WRITTEN PROBLEM
Copy the listing below, changing every "Target" to "Query" and leaving everything else as it is.

EXERCISE MATERIALS
◆ ◆ ◆ ◆ ◆ ◆ ◆

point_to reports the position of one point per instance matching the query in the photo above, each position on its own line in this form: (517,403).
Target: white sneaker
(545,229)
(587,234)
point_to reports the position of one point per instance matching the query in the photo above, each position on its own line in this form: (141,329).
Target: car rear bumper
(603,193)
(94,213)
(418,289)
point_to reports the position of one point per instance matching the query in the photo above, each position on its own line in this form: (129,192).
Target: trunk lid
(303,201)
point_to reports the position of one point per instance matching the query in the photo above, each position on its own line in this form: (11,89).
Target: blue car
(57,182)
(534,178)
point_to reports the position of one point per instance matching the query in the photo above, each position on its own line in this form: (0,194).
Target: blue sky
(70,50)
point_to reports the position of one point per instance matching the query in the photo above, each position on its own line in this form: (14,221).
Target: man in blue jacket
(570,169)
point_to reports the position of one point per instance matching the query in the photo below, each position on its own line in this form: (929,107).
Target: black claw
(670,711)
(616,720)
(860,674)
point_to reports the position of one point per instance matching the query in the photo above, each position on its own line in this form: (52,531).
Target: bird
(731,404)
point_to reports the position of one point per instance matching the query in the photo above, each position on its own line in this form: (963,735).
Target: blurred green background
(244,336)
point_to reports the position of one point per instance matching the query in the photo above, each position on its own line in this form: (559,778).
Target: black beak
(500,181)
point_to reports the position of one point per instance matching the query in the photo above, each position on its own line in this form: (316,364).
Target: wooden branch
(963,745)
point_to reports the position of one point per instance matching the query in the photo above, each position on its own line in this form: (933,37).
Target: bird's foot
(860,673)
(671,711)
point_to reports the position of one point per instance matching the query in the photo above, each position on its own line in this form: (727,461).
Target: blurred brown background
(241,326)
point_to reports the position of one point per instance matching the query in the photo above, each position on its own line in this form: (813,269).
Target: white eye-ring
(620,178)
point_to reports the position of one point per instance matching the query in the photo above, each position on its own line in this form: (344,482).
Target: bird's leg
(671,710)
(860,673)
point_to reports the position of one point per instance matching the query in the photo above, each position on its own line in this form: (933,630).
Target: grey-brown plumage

◆ ◆ ◆ ◆ ◆ ◆ ◆

WRITTEN ANSWER
point_to reports the position of one point per instance matching the query in the photo above, each position on its own line in this form: (517,403).
Query: white sneaker
(545,229)
(587,234)
point_to reports the position of one point per instance matching the query in the photo above, each position on its own line in this form: (141,329).
Query: car rear bumper
(603,193)
(94,213)
(418,289)
point_to reports the position of one point per instance matching the query in the photo above, each position on its own line in this form: (129,192).
Query: trunk lid
(303,201)
point_to reports the position of one point per instance matching the query in the photo above, each position on its own line in this form: (11,89).
Query: blue car
(57,182)
(534,178)
point_to reports the position of one point per instance matching the query in the photo above, each position on its own line in this form: (0,194).
Query: blue sky
(70,50)
point_to reports the position of one point per instance matching the query in the photo above, each position on its own line in this form: (14,221).
Query: man in blue jacket
(570,169)
point_to reports the position of one point per instance matching the query in the photo below, each position on its own line in this form: (929,107).
Query: black claw
(670,711)
(616,720)
(860,674)
point_to reports the position of one point per instance matching the query in the photo above, each position on its own line in this form: (52,531).
Query: bird
(731,404)
point_to reports the position of one point per instance matching the query in the photo above, each position on its own line in this form: (963,735).
Query: blurred green background
(244,336)
point_to reports the position of one point per instance matching the query in the photo above, each position on its own line in this form: (559,778).
Query: black beak
(500,181)
point_to reports the position of one point per instance matching the query in the photo above, each position on its own line in this form: (316,364).
Query: wooden branch
(963,745)
point_to reports the position of one point per instance matching the query in the photo above, each position on its own line in this form: (933,37).
Query: bird's foot
(860,673)
(671,711)
point_to reports the position of one point per instance matching the query in the photo above, each position on its own line in this form: (727,461).
Query: blurred brown background
(241,326)
point_to reports the position of one point per instance matching the query in the photo above, each position on its own line in this form: (813,269).
Query: white eye-ring
(620,178)
point_to reports the position of one point per instance matching the query in the photo above, each position on its own line in this form: (344,482).
Query: bird's leg
(671,710)
(860,673)
point_to reports the position of one point per instance matching the query in the photo above, each position on its own line in this form: (933,630).
Query: grey-brown plumage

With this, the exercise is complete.